## BEGIN SELECTION

BOSTON — While the Hubbell Subpoena merited page one treatment in The Times, there was far less coverage, mostly brief mentions, in 1996 when Judge Wright forced ABC to turn over outtakes of a PrimeTime Live interview by Diane Sawyer with Susan McDougal, who was jailed for contempt of court for refusing to testify about Whitewater. When asked why ABC did not call a press conference or launch a public protest as William Morrow would later do, spokesperson Murphy said, “It's not something we want to comment on publicly.”
We know many of the legal details of this case — the only time any aspect of Starr’s rationale for subpoenaing journalists has been made public — by accident. Barry Ward, a law clerk for Judge Wright, explains that a clerk for the U.S. District Court in the eastern district of Arkansas failed to seal one of ABC’s pleadings when it was submitted to the court. Then the clerk mistakenly put the document in the press box where copies of all unsealed matters are routinely left for reporters, he explains. Soon journalists began asking about the ABC motion. Because the case was no longer secret, Ward says, a decision was made to officially unseal some of the documents.
Curiously, although it is referred to in unsealed documents, the initial brief in which ABC sought to quash Starr’s subpoena was not unsealed, Ward says. Because of the secrecy surrounding the grand jury, no one involved will say how many other documents in the battle over this subpoena remain under seal. The ABC positions cited in this article come from unsealed documents. While several documents were publicly available, the case did not receive big play.
Little Rock attorney Anderson, who represented ABC, says it appears to him that Starr sees news organizations as “arms of the prosecutor’s office.” That, he says, is precisely what U.S. Supreme Court Justice Lewis Powell feared would happen, referring to the high court’s landmark 1972 decision in Branzburg vs. Hayes that led to the articulation of journalists’ “qualified privilege” to protect their sources.
The celebrated decision involved three cases, including that of New York Times reporter Earl Caldwell, who was subpoenaed to appear before a federal grand jury to talk about his interviews with members of the radical Black Panthers. The subpoena created a furor. Caldwell had been able to get inside the Black Panther movement “at considerable personal risk,” explains Dunham. Many saw Caldwell as heroic, he says, because he was giving the public new information that had not been available about a “very scary” group.
In a controversial 5-4 vote, the Supreme Court ruled that despite legitimate concerns about reporters’ needs to protect sources, journalists have no absolute privilege to refuse to appear before grand juries.

## END SELECTION

EXERCISE REQUIREMENTS -
Summarize the passage above about the ABC subpoena in three sentences.

## BEGIN STORED ROWS

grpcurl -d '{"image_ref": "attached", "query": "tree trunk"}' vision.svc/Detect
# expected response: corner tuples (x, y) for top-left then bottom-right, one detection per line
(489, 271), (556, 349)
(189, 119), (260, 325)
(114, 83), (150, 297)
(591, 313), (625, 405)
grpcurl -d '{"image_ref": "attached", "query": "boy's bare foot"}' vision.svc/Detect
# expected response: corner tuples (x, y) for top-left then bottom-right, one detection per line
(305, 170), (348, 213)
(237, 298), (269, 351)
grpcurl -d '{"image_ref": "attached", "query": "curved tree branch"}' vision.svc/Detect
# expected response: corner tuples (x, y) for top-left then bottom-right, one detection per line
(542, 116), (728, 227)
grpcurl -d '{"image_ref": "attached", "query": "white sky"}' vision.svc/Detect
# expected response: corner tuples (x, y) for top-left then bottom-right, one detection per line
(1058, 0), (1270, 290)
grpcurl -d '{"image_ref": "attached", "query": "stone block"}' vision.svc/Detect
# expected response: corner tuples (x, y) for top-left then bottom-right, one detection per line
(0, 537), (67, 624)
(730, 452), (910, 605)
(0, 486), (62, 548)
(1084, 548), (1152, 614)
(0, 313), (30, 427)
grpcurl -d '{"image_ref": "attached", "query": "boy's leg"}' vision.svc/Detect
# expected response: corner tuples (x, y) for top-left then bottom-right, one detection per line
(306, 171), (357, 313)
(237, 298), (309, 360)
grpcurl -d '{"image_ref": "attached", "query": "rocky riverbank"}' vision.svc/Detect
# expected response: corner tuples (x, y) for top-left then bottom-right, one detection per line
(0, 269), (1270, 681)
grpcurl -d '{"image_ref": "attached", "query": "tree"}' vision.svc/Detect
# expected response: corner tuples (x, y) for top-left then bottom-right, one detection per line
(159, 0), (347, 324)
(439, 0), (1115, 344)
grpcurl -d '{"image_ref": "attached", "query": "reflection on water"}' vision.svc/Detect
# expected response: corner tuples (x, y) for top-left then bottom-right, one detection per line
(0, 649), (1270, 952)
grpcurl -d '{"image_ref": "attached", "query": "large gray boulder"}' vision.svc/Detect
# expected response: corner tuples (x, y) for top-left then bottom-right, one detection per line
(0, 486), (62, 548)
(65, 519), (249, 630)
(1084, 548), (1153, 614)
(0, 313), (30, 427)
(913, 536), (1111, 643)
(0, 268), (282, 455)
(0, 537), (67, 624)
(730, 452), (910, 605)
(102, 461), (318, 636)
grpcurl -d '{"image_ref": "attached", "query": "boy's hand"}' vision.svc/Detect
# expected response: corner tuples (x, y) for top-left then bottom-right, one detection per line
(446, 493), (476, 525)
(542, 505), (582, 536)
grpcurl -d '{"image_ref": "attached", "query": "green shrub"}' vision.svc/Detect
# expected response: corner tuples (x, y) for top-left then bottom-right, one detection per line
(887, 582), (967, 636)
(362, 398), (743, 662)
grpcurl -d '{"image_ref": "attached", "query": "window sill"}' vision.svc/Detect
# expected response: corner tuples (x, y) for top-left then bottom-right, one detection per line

## END STORED ROWS

SOLUTION TO THE PROBLEM -
In 1996, Judge Wright forced ABC to turn over outtakes of a PrimeTime Live interview with Susan McDougal, a case that drew far less coverage than the Hubbell subpoena and that ABC declined to protest publicly. Much of what is known about its legal details comes from a court clerk's mistake: a clerk failed to seal one of ABC's pleadings and put it in the press box, after which some documents were officially unsealed, though ABC's initial brief to quash Starr's subpoena was not. ABC's attorney, Anderson, says Starr treats news organizations as "arms of the prosecutor's office," which he says is what Justice Lewis Powell feared in the 1972 Branzburg vs. Hayes decision, where a 5-4 Court ruled that journalists have no absolute privilege to refuse to appear before grand juries.